**What to work on:** Write out every entry below line for line, changing nothing.

**Records for this exercise:**
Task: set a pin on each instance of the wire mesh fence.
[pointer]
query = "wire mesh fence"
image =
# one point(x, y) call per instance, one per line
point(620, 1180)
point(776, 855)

**Result:**
Task: set a pin on each instance of the wire mesh fence.
[pointer]
query = "wire mesh fence"
image =
# one point(x, y) call per instance, one per line
point(620, 1180)
point(776, 855)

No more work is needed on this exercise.